### Instrução dada 1
Responda com base no texto sobre o momento de dipolo elétrico do elétron, uma resposta por linha, marcada com a mesma letra da pergunta:
(a) Que forma deve ter a distribuição de carga elétrica no elétron?
(b) Até que ordem de desvio do valor esperado a nova técnica consegue detectar?
(c) Que assimetria do universo um resultado positivo para o desvio poderia ajudar a explicar?
### Instrução dada 2
Escreva a continuação do texto sobre o momento de dipolo elétrico do elétron a partir da última frase apresentada.

### Texto dado
+ + + + +
A mesma ideia de partícula elementar mais pequenas correções devidas à interação eletromagnética nos diz que o momento de dipolo elétrico associado ao elétron deve ser exatamente zero. A distribuição de carga elétrica no elétron deve ser de uma forma de esfera perfeita, pois qualquer desvio implicaria em uma estrutura que necessitaria de um modelo incompatível com a noção de particular elementar para explicá-la. Mostrar que uma coisa é zero em física experimental é como provar que uma coisa não existe: impossível, mas este tipo de medida ultra precisa serve para estudarmos a estrutura eletrônica em um ambiente distinto dos grandes aceleradores. O “zero” serve assim como uma utopia útil. No resultado recente, uma nova técnica permite encontrar desvios do valor esperado de até uma parte em um quatrilhão (1 seguido de 15 zeros). Um resultado positivo para o desvio não só vai destruir a ideia de partícula elementar como conhecemos, como também poderá ser usado como possível causa da assimetria entre matéria e antimatéria no nosso universo.
+ + + + +
### Dados armazenados
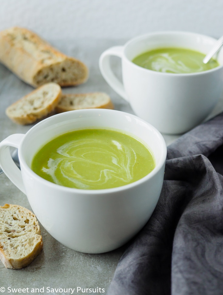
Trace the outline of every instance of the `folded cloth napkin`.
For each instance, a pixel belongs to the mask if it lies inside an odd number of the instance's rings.
[[[107,295],[223,294],[223,113],[167,147],[153,214]]]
+ + + + +
### Resposta final 1
(a) A forma de uma esfera perfeita.
(b) Até uma parte em um quatrilhão (1 seguido de 15 zeros).
(c) A assimetria entre matéria e antimatéria.

### Resposta final 2
Assim se vê que, longe de uma noção filosófica modulada pelos significados da nossa linguagem, uma partícula elementar é uma construção que depende crucialmente de fatores dinâmicos. Na história dos avanços em física, ela nos serviu bem ao separar o mundo entre estados e transições. E este modelo se baseia na relativa pequeneza das interações eletromagnéticas.

[1] Crédito da imagem: Brews ohare (Wikipedia) / Creative Commons (CC BY-SA 3.0). URL: https://en.wikipedia.org/wiki/File:Photon-photon_scattering.png.

[2] Crédito da imagem: Wikipedia / Creative Commons (CC BY-SA 3.0). URL: https://en.wikipedia.org/wiki/File:Stylised_Lithium_Atom.svg e https://www.universetoday.com/46886/bohrs-atomic-model/.

[3] Crédito da imagem: OrangeDog (Wikimedia Commons) / Creative Commons (CC BY-SA 3.0). URL: https://commons.wikimedia.org/wiki/File:Hydrogen_spectrum.svg.

[4] CERN. ATLAS sees first direct evidence of light-by-light scattering at high energy. URL: http://atlas.cern/updates/press-statement/atlas-sees-first-direct-evidence-light-light-scattering-high-energy. Publicado em 14 de agosto (2017).

[5] E Cartlidge. The electron is still round — for now. Science 10.1126/science.358.6362.435 (2017).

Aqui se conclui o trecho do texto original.